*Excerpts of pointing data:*
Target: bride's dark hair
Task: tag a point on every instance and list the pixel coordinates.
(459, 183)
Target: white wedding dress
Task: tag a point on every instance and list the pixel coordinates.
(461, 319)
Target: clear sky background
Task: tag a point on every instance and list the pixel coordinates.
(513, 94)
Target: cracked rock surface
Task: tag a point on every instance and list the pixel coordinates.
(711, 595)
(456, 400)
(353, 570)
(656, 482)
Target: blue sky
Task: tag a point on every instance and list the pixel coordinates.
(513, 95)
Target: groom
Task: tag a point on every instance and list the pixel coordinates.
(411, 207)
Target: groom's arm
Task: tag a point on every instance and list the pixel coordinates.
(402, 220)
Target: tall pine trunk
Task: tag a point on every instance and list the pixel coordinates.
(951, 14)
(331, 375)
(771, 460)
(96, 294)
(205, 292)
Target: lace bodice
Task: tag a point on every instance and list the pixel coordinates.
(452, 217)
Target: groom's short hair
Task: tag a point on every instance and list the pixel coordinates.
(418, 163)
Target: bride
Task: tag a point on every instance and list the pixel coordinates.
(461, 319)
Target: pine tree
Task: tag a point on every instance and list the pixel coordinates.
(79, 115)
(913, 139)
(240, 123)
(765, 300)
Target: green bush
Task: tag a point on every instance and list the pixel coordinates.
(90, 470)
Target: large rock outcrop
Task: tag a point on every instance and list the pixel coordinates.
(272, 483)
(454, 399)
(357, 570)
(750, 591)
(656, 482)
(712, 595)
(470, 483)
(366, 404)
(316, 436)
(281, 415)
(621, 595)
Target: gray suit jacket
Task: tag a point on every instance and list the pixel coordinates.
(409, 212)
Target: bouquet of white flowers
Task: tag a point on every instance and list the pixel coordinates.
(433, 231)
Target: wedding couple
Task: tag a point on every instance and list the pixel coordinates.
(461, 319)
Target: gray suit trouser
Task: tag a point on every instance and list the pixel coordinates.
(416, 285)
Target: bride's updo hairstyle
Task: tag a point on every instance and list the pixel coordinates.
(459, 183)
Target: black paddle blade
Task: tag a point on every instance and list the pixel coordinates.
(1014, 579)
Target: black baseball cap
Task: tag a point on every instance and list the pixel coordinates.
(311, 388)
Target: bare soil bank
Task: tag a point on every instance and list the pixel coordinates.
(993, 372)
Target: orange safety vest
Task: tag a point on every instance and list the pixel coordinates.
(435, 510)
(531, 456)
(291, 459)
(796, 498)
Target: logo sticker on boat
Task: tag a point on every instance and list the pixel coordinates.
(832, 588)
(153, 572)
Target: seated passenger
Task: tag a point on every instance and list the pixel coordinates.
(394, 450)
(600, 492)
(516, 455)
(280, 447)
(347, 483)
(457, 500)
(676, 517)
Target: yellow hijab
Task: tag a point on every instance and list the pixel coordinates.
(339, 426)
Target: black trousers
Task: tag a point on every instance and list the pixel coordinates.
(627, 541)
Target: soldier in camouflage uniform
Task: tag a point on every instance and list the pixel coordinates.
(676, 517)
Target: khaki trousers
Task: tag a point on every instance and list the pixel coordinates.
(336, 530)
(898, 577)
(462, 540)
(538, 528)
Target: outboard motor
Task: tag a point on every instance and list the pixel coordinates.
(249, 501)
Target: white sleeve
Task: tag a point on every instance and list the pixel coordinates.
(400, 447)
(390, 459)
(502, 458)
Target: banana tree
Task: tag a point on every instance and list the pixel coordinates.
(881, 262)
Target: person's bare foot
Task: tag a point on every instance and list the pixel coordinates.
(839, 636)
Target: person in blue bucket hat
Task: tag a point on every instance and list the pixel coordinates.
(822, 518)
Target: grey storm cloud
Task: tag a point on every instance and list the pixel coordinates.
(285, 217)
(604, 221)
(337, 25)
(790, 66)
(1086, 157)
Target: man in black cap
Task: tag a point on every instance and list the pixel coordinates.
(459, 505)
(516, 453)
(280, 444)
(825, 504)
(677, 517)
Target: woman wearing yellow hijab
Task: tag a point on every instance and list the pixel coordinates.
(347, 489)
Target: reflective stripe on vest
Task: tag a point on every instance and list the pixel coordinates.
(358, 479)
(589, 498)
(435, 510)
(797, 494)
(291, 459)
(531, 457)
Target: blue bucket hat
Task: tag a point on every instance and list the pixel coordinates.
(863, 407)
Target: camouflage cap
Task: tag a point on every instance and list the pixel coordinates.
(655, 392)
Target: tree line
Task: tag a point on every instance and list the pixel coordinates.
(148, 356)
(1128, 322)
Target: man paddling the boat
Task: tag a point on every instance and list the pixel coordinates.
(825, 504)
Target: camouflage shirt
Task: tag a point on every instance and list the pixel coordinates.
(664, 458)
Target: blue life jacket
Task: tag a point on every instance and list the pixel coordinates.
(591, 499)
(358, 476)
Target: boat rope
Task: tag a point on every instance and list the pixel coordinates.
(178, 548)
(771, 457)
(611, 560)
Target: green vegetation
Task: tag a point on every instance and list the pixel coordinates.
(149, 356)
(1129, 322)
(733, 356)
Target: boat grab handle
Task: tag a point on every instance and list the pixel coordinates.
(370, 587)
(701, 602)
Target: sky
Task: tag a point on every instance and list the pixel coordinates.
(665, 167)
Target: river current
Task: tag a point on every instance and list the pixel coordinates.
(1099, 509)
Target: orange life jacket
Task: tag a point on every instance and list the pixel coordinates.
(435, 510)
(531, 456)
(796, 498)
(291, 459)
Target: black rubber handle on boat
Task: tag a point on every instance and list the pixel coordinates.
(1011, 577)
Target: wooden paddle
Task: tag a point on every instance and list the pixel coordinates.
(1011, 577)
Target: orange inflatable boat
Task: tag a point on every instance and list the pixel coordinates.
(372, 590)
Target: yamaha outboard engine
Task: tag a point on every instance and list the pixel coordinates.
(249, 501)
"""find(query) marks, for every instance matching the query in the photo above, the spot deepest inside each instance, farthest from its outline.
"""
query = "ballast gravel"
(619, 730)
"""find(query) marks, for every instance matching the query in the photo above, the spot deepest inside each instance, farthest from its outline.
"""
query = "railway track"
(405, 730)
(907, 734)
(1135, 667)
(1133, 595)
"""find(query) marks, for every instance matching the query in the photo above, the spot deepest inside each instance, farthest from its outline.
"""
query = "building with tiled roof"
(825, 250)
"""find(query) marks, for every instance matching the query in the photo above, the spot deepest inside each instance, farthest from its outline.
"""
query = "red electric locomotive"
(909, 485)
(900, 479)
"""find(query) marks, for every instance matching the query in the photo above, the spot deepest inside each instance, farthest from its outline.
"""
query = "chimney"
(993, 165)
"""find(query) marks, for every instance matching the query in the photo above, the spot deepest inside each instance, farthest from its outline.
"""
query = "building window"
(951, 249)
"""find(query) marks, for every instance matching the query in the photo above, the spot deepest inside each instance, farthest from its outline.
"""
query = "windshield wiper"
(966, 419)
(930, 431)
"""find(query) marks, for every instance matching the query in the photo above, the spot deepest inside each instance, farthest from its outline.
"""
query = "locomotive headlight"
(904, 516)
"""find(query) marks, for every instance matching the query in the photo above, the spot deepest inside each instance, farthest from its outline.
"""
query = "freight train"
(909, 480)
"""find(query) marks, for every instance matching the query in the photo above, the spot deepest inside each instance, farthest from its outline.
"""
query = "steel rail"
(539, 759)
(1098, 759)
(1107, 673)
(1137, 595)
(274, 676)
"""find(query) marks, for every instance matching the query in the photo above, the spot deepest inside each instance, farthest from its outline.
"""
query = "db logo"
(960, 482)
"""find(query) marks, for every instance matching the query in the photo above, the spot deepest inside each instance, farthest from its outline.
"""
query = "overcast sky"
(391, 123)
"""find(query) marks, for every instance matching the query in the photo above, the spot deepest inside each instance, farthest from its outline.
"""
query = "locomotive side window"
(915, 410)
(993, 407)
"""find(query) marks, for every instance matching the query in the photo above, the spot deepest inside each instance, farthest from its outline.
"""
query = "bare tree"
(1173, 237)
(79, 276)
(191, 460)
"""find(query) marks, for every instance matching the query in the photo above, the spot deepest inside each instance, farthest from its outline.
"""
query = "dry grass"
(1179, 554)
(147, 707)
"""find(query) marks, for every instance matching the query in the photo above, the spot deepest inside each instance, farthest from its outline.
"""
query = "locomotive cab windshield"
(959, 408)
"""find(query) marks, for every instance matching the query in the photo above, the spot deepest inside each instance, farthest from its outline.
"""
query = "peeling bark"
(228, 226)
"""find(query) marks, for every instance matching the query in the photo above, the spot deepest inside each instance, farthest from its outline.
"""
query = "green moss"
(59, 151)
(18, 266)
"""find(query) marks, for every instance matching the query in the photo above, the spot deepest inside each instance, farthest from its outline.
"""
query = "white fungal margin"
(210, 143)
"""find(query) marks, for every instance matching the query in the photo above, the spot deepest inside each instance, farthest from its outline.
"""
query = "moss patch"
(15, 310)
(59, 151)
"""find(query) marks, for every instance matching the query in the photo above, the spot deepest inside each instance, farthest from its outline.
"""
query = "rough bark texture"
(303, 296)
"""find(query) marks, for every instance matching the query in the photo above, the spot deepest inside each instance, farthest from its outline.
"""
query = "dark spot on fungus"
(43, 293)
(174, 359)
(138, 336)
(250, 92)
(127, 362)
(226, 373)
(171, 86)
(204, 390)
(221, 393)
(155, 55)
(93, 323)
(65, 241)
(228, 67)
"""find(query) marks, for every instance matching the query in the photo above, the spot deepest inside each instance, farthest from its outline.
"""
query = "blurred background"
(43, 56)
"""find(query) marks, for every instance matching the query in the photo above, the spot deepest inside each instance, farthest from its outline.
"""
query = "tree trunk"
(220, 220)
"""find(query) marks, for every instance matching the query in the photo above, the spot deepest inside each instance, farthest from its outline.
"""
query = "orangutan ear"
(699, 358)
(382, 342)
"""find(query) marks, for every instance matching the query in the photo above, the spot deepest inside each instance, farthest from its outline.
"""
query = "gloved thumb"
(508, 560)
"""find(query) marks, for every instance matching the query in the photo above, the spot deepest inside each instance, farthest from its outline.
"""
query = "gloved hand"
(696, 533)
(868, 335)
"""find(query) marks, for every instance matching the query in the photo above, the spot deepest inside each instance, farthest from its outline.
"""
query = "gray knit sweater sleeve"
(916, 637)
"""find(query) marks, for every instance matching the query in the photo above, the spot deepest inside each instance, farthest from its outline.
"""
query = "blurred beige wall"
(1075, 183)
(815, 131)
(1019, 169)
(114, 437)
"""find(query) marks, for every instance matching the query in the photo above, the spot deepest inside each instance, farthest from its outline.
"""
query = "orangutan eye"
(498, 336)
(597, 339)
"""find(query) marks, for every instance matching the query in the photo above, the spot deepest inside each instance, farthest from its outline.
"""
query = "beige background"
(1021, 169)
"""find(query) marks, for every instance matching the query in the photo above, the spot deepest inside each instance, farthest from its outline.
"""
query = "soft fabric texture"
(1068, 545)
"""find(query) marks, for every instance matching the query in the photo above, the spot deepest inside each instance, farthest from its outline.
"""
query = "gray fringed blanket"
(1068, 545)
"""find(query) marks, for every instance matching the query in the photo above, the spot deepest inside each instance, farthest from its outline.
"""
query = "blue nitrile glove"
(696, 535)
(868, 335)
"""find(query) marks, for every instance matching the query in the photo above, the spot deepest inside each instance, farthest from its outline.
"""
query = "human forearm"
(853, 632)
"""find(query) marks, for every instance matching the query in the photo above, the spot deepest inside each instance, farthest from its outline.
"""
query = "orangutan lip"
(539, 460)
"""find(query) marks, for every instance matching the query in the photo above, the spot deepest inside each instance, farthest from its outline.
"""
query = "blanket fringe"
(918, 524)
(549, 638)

*TASK REQUIREMENTS:* Pull out every line from the rows above that contains the word "building", paying attention to case.

*CORRECT RESULT:*
query = "building with tiled roof"
query = "building window"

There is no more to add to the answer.